### Raw records:

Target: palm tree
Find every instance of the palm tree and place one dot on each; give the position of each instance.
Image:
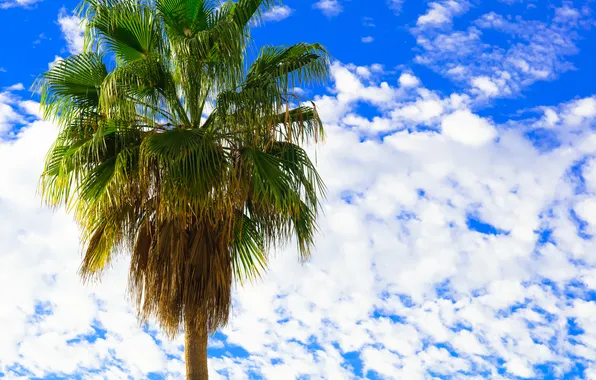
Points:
(174, 150)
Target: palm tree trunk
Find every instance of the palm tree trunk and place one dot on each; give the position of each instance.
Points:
(195, 350)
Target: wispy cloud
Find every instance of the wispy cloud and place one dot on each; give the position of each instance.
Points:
(536, 50)
(5, 4)
(277, 13)
(442, 12)
(72, 31)
(330, 8)
(395, 5)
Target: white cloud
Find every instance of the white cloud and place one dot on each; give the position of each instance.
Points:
(72, 31)
(467, 128)
(486, 86)
(442, 12)
(400, 261)
(399, 278)
(277, 13)
(408, 80)
(395, 5)
(531, 50)
(329, 7)
(4, 4)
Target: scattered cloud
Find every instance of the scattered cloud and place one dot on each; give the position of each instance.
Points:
(277, 13)
(531, 51)
(15, 87)
(395, 5)
(330, 8)
(5, 4)
(471, 241)
(72, 31)
(442, 12)
(408, 80)
(369, 22)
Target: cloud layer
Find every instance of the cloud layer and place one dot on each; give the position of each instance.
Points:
(452, 245)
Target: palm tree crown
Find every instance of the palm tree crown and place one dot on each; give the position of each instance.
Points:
(174, 149)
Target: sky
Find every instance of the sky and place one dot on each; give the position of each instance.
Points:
(458, 235)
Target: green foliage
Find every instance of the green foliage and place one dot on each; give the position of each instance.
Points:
(175, 150)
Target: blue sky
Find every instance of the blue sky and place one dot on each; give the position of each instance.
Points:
(459, 231)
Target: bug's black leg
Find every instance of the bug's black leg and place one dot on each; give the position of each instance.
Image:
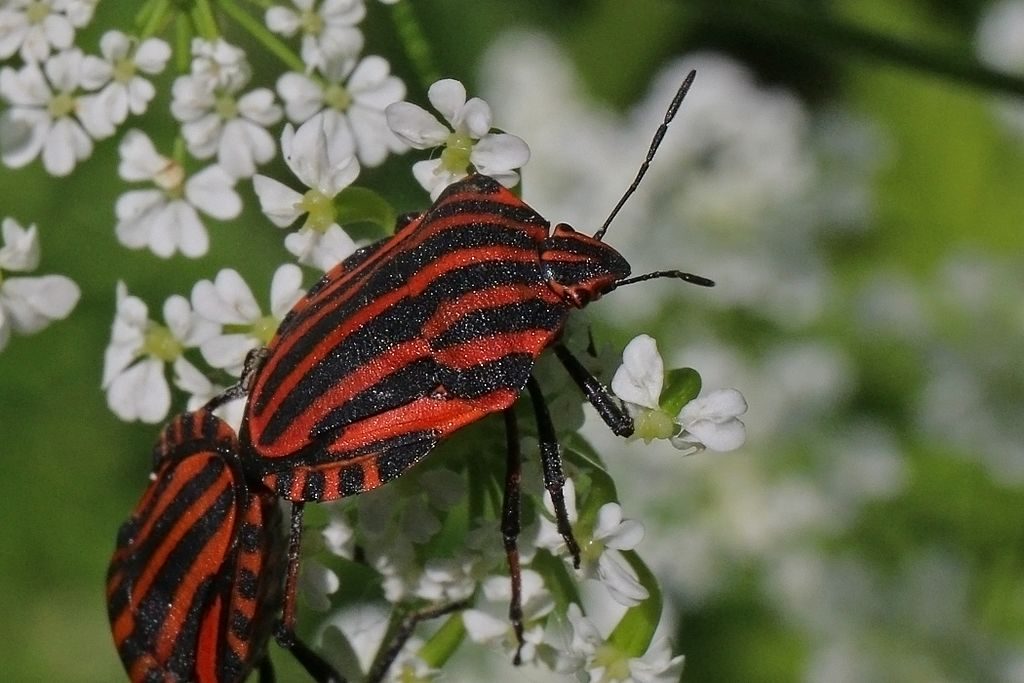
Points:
(254, 359)
(286, 630)
(511, 524)
(266, 671)
(551, 462)
(314, 665)
(607, 407)
(391, 649)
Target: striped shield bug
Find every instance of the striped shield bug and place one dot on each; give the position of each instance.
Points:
(195, 586)
(423, 333)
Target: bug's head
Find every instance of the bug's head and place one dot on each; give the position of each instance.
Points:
(581, 268)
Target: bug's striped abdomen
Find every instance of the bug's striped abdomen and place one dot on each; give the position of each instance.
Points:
(195, 582)
(431, 331)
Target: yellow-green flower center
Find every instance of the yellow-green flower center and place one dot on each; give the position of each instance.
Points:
(124, 70)
(160, 343)
(650, 425)
(336, 96)
(36, 12)
(226, 108)
(262, 330)
(320, 209)
(311, 23)
(171, 179)
(60, 104)
(458, 147)
(616, 667)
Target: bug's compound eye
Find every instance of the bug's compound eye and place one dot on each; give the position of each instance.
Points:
(580, 268)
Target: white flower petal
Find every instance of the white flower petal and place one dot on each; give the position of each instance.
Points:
(639, 379)
(499, 154)
(448, 96)
(619, 579)
(20, 247)
(286, 289)
(226, 300)
(212, 190)
(32, 303)
(416, 126)
(278, 202)
(140, 392)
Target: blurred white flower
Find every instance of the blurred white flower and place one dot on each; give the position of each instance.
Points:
(488, 623)
(352, 95)
(326, 168)
(49, 116)
(711, 422)
(34, 29)
(328, 28)
(227, 301)
(201, 390)
(115, 76)
(1000, 45)
(29, 303)
(216, 120)
(586, 650)
(165, 219)
(468, 144)
(317, 583)
(610, 532)
(133, 365)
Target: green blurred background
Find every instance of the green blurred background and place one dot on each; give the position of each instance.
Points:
(948, 181)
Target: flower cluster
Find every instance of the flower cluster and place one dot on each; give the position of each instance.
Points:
(29, 303)
(332, 111)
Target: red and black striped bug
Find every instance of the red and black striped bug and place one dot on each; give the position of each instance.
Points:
(195, 587)
(423, 333)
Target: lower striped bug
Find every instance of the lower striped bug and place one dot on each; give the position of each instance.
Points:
(195, 588)
(423, 333)
(195, 585)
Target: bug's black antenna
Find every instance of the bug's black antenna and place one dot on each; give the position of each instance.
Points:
(675, 274)
(654, 143)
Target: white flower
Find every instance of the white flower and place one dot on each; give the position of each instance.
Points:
(29, 304)
(468, 145)
(217, 121)
(165, 218)
(586, 650)
(327, 169)
(328, 31)
(610, 532)
(121, 89)
(34, 29)
(352, 95)
(133, 364)
(201, 390)
(219, 66)
(48, 116)
(228, 301)
(317, 582)
(711, 422)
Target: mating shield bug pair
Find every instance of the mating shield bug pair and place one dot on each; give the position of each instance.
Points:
(393, 350)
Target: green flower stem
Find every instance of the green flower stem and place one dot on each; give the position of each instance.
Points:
(823, 34)
(182, 43)
(151, 16)
(204, 19)
(634, 633)
(563, 586)
(417, 47)
(436, 651)
(256, 29)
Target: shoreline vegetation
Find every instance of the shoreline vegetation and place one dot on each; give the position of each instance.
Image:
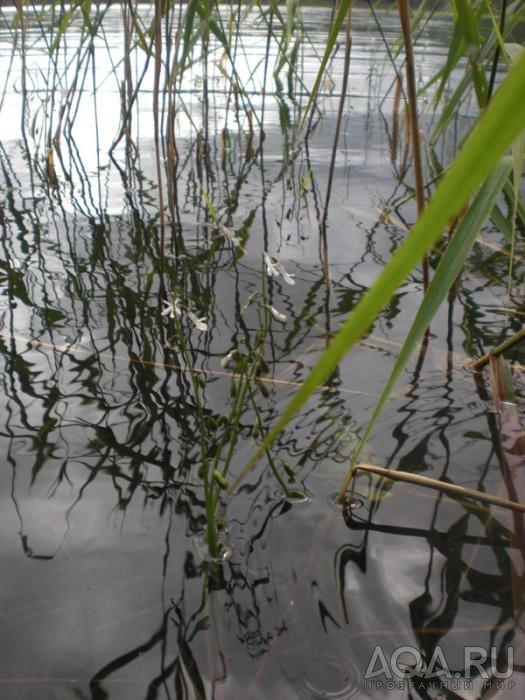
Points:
(453, 200)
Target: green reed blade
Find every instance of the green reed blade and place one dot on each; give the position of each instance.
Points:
(494, 132)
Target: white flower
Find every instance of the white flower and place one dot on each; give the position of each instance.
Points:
(229, 233)
(253, 296)
(274, 268)
(227, 358)
(199, 323)
(276, 314)
(172, 308)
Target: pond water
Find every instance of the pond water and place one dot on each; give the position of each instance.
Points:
(108, 405)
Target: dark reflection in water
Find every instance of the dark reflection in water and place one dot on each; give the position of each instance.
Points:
(108, 413)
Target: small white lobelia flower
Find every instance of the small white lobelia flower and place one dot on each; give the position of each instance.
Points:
(277, 314)
(199, 323)
(227, 358)
(229, 233)
(171, 308)
(274, 268)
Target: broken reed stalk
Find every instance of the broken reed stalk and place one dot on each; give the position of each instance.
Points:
(404, 16)
(452, 489)
(485, 359)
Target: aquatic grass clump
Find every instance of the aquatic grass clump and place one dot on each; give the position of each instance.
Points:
(185, 62)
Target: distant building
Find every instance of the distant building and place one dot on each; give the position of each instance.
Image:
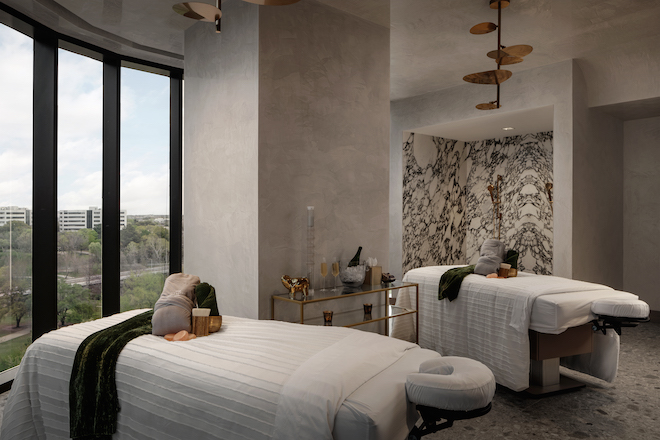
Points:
(14, 213)
(68, 219)
(74, 220)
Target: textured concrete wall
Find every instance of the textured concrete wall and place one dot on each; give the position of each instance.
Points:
(221, 157)
(641, 213)
(323, 139)
(597, 191)
(549, 85)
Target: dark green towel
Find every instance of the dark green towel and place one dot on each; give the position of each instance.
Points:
(93, 402)
(205, 294)
(450, 282)
(512, 258)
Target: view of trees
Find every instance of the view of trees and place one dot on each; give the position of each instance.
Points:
(144, 265)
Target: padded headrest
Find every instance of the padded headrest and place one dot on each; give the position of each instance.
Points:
(451, 383)
(623, 308)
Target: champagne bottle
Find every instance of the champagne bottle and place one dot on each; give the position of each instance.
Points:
(356, 259)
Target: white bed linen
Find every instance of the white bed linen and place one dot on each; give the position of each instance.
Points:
(226, 385)
(489, 320)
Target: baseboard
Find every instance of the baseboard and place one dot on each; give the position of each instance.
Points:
(655, 315)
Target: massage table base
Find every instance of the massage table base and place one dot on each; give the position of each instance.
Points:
(432, 416)
(545, 351)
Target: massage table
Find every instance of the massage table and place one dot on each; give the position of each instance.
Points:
(254, 380)
(523, 328)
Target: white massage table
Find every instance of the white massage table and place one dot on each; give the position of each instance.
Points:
(519, 324)
(251, 380)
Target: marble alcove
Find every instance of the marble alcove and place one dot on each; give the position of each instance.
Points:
(447, 210)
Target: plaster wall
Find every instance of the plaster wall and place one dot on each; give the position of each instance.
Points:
(597, 191)
(221, 157)
(549, 85)
(323, 140)
(641, 209)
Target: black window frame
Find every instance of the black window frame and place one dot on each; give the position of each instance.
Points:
(47, 42)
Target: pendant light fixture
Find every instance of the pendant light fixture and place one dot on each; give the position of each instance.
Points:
(502, 55)
(210, 13)
(201, 12)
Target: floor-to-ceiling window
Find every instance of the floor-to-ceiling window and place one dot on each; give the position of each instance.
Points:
(79, 187)
(15, 195)
(69, 138)
(145, 185)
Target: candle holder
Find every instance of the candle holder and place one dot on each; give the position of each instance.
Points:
(367, 311)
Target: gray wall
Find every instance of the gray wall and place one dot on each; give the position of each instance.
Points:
(597, 191)
(641, 216)
(288, 107)
(323, 139)
(549, 85)
(221, 157)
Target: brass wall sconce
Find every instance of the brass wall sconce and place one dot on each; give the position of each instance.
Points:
(502, 55)
(548, 188)
(495, 197)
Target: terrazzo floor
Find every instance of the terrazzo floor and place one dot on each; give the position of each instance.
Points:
(628, 408)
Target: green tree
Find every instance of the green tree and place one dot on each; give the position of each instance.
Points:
(141, 291)
(73, 303)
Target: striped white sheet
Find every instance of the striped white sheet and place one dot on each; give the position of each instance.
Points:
(223, 386)
(489, 320)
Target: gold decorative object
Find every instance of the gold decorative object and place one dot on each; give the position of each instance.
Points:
(502, 55)
(296, 285)
(201, 12)
(495, 197)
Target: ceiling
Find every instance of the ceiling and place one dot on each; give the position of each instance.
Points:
(430, 46)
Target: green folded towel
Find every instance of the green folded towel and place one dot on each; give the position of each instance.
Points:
(93, 402)
(450, 282)
(205, 294)
(512, 258)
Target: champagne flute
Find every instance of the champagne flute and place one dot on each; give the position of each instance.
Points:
(335, 272)
(324, 272)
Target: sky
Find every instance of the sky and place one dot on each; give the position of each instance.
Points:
(144, 155)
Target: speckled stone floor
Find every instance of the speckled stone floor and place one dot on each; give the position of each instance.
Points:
(628, 408)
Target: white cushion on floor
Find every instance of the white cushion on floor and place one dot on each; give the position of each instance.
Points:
(451, 383)
(624, 308)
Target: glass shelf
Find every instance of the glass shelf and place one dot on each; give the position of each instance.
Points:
(381, 315)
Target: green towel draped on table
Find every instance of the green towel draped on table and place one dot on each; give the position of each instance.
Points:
(93, 402)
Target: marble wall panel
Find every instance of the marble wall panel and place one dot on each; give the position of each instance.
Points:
(447, 209)
(525, 164)
(433, 202)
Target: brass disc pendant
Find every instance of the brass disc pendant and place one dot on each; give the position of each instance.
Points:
(505, 61)
(488, 77)
(493, 3)
(488, 106)
(272, 2)
(495, 54)
(519, 50)
(198, 11)
(483, 28)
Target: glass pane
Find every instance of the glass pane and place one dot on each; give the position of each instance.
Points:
(79, 187)
(144, 186)
(16, 51)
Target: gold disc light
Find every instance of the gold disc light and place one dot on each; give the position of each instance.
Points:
(201, 12)
(502, 55)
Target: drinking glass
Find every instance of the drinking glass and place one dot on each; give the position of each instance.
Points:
(335, 272)
(324, 272)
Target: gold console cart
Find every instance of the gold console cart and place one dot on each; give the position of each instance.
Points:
(353, 318)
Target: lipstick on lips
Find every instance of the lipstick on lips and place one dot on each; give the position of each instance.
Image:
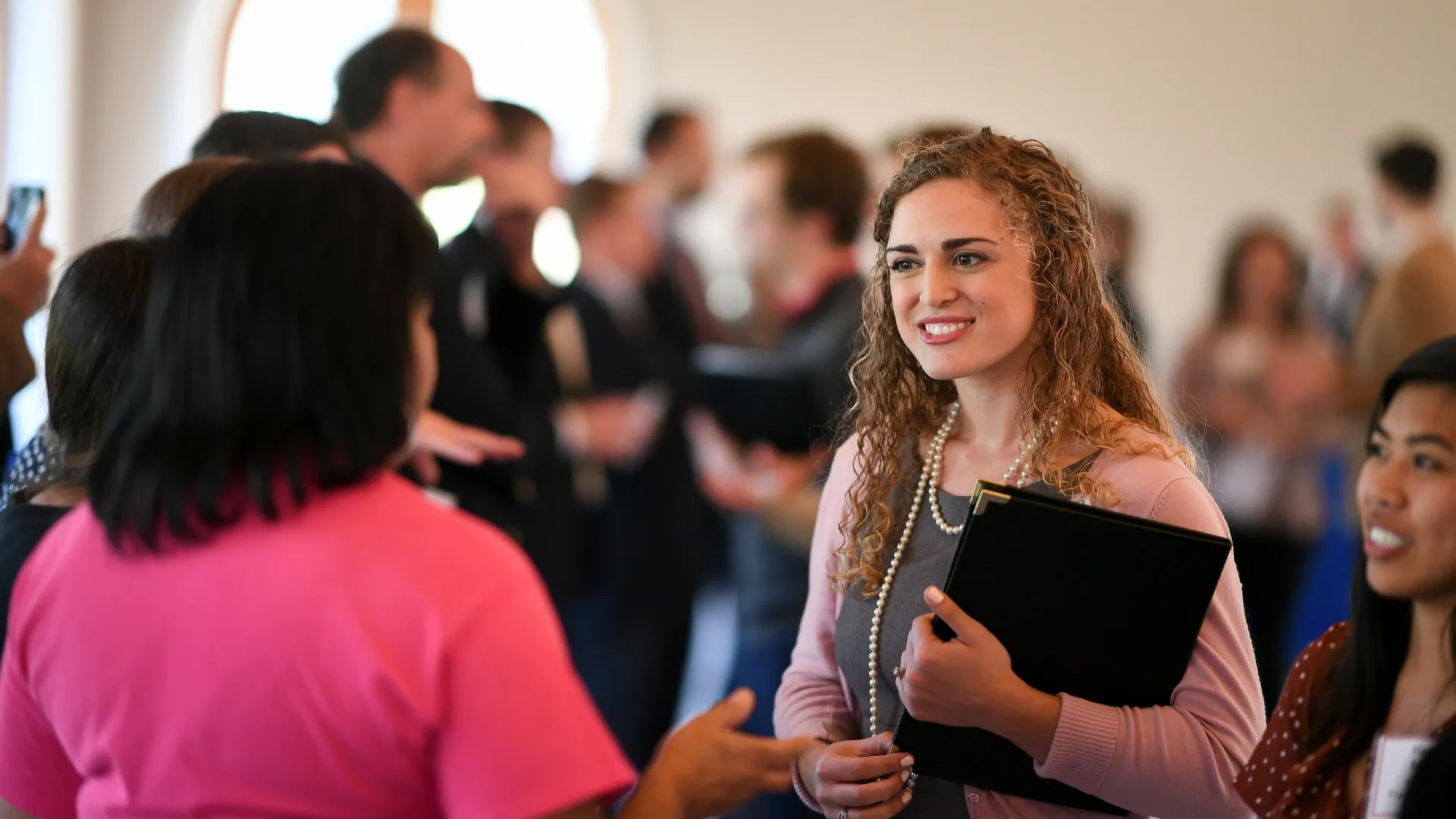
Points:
(1382, 544)
(944, 330)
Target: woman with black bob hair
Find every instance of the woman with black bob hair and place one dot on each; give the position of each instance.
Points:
(1385, 679)
(256, 615)
(91, 340)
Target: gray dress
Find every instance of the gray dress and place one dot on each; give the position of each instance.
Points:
(927, 561)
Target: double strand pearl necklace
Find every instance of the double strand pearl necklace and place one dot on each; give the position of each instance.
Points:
(929, 479)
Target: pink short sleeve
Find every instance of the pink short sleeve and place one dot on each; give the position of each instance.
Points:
(520, 736)
(36, 776)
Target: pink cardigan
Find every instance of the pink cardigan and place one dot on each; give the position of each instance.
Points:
(1174, 761)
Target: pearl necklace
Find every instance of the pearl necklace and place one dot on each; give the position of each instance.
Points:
(929, 479)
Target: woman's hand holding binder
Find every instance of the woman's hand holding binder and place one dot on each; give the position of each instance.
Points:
(968, 681)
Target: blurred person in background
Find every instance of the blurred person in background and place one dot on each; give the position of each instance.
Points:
(491, 273)
(642, 531)
(1432, 790)
(804, 209)
(491, 289)
(25, 284)
(1414, 299)
(265, 136)
(410, 108)
(677, 168)
(92, 335)
(243, 496)
(1117, 232)
(39, 461)
(1340, 275)
(1260, 390)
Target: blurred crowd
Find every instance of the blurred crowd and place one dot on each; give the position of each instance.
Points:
(582, 420)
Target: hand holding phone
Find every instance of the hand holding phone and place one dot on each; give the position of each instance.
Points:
(25, 275)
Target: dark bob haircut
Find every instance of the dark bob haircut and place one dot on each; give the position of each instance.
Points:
(1360, 687)
(264, 136)
(275, 356)
(92, 337)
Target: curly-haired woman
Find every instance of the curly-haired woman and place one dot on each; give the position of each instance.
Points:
(990, 352)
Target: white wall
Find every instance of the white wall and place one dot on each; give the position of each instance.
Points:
(1199, 112)
(102, 96)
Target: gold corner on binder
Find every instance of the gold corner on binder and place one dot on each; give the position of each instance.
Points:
(987, 496)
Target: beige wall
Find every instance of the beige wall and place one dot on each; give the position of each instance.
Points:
(1197, 112)
(150, 77)
(1200, 112)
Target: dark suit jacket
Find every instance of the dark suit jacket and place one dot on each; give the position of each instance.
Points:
(497, 375)
(647, 541)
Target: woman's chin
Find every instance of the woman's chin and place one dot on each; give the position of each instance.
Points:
(951, 371)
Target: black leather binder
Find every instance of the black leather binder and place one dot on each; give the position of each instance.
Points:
(1088, 602)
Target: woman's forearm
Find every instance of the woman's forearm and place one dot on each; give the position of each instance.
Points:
(655, 798)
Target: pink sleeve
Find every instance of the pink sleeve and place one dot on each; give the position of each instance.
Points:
(36, 774)
(520, 736)
(1178, 760)
(811, 700)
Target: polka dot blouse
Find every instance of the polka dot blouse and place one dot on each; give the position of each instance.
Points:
(36, 465)
(1280, 779)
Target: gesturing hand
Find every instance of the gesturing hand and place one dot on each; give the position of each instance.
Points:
(865, 776)
(436, 435)
(708, 767)
(968, 681)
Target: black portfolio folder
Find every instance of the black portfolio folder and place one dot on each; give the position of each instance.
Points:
(1088, 602)
(758, 395)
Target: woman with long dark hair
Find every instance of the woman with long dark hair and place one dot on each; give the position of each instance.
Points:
(254, 615)
(1389, 670)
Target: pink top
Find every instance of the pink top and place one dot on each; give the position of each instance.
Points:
(1168, 761)
(373, 654)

### What is being asked:
Write out exactly the lines from the line holding "Target: pink sleeve" through the last line of the data, and nothing besides those lines.

### Answer:
Target: pink sleeve
Find every instance of the pink sleeve and place one dot on each; give the position of each instance.
Points:
(36, 774)
(520, 736)
(1178, 760)
(811, 700)
Target: polka dot blouse
Find every instance of the polka dot blouse and place one dot on each; give the position of each instance.
Points:
(36, 465)
(1280, 779)
Target: gesturing hand
Find every instance of the gesturing hand and place one dot on each; give the position of each instance.
Points:
(865, 776)
(436, 435)
(708, 767)
(968, 681)
Target: black portfolio folder
Find every instance of the black portfolio folder and place one dot on each; give the position of each instance.
Points:
(1088, 602)
(758, 395)
Target: woman with long dark hair
Find every instance of the woman with long dark hair and place one dot on each; give the position of each instance.
Points:
(254, 615)
(1389, 670)
Target: pink top
Find every instance of the pink top and place one dot on each; give the position of each instance.
Points:
(1168, 761)
(373, 654)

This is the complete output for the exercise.